» Stored entries
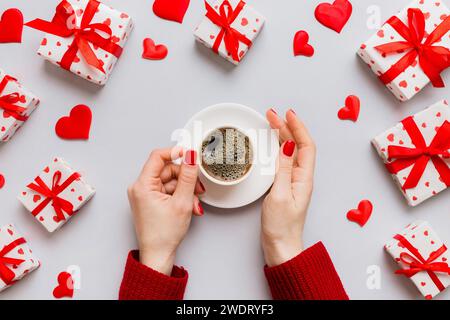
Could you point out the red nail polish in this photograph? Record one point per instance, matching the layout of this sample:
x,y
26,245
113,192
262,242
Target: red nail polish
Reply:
x,y
190,158
289,148
200,209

» GIVEN INSTRUCTION
Can you render all the lines above as a JSON list of strings, one string per line, with blank lines and pictures left out?

» SOLUTION TO THIS PROBLEM
[
  "Could you point out the red nail polish in this photograph? Record one point per instance, matching the layout of this sample:",
  "x,y",
  "26,245",
  "113,192",
  "262,242",
  "Target: red nail polish",
  "Reply:",
  "x,y",
  "190,158",
  "289,148",
  "200,209"
]